_The exercise_:
Will you write out the data exactly, excluding every picture?

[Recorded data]
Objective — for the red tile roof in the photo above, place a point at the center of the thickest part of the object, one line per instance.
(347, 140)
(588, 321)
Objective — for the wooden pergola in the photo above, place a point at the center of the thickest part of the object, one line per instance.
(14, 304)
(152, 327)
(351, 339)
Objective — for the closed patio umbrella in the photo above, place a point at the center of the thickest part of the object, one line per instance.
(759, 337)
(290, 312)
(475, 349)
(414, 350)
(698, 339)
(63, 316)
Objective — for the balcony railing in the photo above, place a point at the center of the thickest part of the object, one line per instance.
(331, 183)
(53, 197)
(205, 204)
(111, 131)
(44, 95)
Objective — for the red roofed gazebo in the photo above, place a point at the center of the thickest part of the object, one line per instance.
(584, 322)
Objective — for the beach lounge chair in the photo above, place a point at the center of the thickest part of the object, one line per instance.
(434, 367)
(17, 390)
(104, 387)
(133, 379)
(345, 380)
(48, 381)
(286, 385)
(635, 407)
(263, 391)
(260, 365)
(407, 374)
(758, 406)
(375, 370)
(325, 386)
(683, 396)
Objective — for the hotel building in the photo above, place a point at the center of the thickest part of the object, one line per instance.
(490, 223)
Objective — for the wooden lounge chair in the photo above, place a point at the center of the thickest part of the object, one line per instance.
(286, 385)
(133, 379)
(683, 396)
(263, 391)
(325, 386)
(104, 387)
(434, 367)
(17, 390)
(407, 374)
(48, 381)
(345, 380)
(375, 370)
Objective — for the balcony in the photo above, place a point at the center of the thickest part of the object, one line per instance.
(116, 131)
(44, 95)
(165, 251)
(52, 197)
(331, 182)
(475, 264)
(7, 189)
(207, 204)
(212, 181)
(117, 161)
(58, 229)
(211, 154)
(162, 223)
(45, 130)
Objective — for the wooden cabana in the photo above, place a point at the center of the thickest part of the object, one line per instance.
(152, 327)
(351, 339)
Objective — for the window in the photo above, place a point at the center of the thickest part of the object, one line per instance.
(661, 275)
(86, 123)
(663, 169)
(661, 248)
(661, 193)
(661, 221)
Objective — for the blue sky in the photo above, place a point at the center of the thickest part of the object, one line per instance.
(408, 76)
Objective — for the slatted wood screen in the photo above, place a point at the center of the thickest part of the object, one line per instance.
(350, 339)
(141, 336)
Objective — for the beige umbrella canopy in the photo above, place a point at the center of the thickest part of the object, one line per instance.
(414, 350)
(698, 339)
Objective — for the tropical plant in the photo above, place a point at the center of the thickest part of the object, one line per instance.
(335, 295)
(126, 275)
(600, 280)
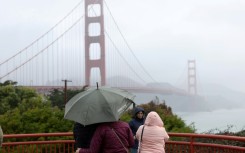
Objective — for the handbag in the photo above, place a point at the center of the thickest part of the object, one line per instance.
(127, 150)
(139, 149)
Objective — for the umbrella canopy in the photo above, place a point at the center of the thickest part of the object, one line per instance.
(97, 105)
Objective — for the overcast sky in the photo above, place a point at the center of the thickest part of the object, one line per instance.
(164, 34)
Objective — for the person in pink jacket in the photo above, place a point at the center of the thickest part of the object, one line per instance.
(154, 135)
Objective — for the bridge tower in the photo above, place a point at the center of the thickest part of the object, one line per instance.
(192, 86)
(98, 63)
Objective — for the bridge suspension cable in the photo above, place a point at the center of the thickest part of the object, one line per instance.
(127, 44)
(35, 41)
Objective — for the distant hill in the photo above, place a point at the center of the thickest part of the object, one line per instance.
(211, 97)
(215, 97)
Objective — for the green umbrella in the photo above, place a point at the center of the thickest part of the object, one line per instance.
(97, 105)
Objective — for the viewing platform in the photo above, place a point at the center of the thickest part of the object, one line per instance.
(178, 143)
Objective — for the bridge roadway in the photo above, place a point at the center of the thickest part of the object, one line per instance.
(165, 91)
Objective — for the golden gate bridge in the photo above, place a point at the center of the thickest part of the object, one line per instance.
(86, 46)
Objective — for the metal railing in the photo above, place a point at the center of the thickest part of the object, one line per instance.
(179, 143)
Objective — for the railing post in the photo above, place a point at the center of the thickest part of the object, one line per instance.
(191, 144)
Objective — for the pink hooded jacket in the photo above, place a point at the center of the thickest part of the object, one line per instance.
(154, 135)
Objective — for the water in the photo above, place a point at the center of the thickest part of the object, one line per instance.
(217, 119)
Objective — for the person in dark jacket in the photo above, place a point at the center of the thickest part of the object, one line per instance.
(1, 136)
(83, 134)
(110, 137)
(135, 123)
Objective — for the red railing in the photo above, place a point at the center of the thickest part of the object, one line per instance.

_Task response_:
Objective — for the red tile roof in the photo above, place a point at the center of the thickest part of the object, one line per instance.
(347, 140)
(588, 321)
Objective — for the wooden pergola in the photo above, place a point at the center of the thickest part of the object, one line per instance.
(14, 304)
(152, 327)
(351, 339)
Objective — for the closed patio umbrella in the photo above, place a point at the center of the thickest part of the object, one line per instance.
(759, 337)
(290, 312)
(475, 349)
(414, 350)
(698, 339)
(63, 316)
Objective — for the balcony railing in the photo above, place a point at the center of the thickest part of the object, one line per instance.
(331, 183)
(53, 197)
(205, 204)
(111, 131)
(44, 95)
Objective — for the red roofed gazebo in the photo above, place a point at the center of the thickest part of the object, one line per instance.
(584, 322)
Objective — for the beach lounge chair in the photo above, place a point at the center of the thickest part of the object, one line per instance.
(434, 367)
(17, 390)
(104, 387)
(133, 379)
(345, 380)
(48, 381)
(286, 385)
(635, 407)
(263, 391)
(260, 365)
(407, 374)
(758, 406)
(375, 370)
(325, 386)
(683, 396)
Objective — for the hotel building in the photo above, place a point at the center of the thickest part of the object, one line per instance.
(490, 223)
Objective — for the wooden lounge chair in the photo above, place a point at the center of the thickest part of the object, one line per instance.
(286, 385)
(133, 379)
(683, 396)
(263, 391)
(325, 386)
(104, 387)
(434, 367)
(17, 390)
(407, 374)
(48, 381)
(345, 380)
(375, 370)
Objective — for the balcony in the photo above, place a point at the center of the thickest part of the object, one line per instance.
(116, 131)
(44, 95)
(165, 251)
(52, 197)
(331, 182)
(475, 264)
(7, 189)
(207, 204)
(212, 181)
(117, 161)
(58, 229)
(211, 154)
(162, 223)
(45, 130)
Objective — for the wooden cabana in the photo above, place a point at the center of the thickest part of the object, one line per instance.
(152, 327)
(351, 339)
Objective — for the window in the photo above, place a point at the center of the thickest part of the object, one line per instance.
(661, 275)
(86, 123)
(663, 169)
(661, 248)
(661, 193)
(661, 221)
Objective — for the blue sky in the photo above, place a point at the center of the thickest part of the object, one line per instance.
(408, 76)
Objective — for the slatted wood screen in the photo above, place a point at the center of the thickest part of the object, one line per instance.
(350, 339)
(141, 336)
Objective — for the beige umbrella canopy in the photo above, place a point at the center of the thickest part of the object, one line per instance.
(414, 350)
(698, 339)
Objective — for the tropical plant in the photo above, place a point at the center of the thickest part of the object, one line per instance.
(335, 295)
(126, 275)
(600, 280)
Objective — for the handbag in the photo above, place a point at the center of the thickest part of the object, one line per instance.
(127, 150)
(139, 149)
Objective — for the umbrella canopy in the photo above, place a point at the center of the thickest part of the object, one line per instance.
(97, 105)
Objective — for the overcast sky in the photo above, place a point at the center of the thickest part of the object, one line per instance.
(164, 34)
Objective — for the person in pink jacket in the photo above, place a point at the center of the thickest part of the object, one line per instance.
(154, 135)
Objective — for the bridge tower in the photo above, place a point at the center of the thickest part of the object, one line per instance.
(192, 86)
(98, 63)
Objective — for the bridge suspension cable in the photo above, place a point at the center of the thickest part of the object, one line per instance.
(127, 44)
(35, 41)
Objective — for the distant hill in the photo above, place a point at the center of the thickest part of the object, one line per instance.
(211, 97)
(215, 97)
Objective — for the green umbrella in the photo above, place a point at the center of the thickest part of the object, one line per instance.
(97, 105)
Objective — for the viewing platform in the photo above, place a point at the center of the thickest part of the object, one line per instance.
(178, 143)
Objective — for the bridge roadway in the photo above, place a point at the center of the thickest part of the object, one line per instance.
(165, 91)
Objective — for the golden gate bridge in the photo above, place a point at the center of the thickest part of the object, one line per instance.
(86, 46)
Objective — for the metal railing in the photo above, place a point at the center of the thickest part of the object, one line per instance.
(179, 143)
Objective — for the railing post in the photo above, place a point at the center of the thickest part of the object, one line per instance.
(191, 144)
Objective — for the pink hooded jacket in the photo above, place a point at the center of the thickest part of the object, one line per instance.
(154, 135)
Objective — for the water in the photo above, place a point at the center of the thickest part of the object, one line per instance.
(217, 119)
Objective — for the person in dark jacket in the photo above, place a point at the center of the thickest part of the object, one line per instance.
(1, 136)
(83, 134)
(110, 137)
(135, 123)
Objective — for the red railing in the photo above, place a point at the center of the thickest part of the object, one line per instance.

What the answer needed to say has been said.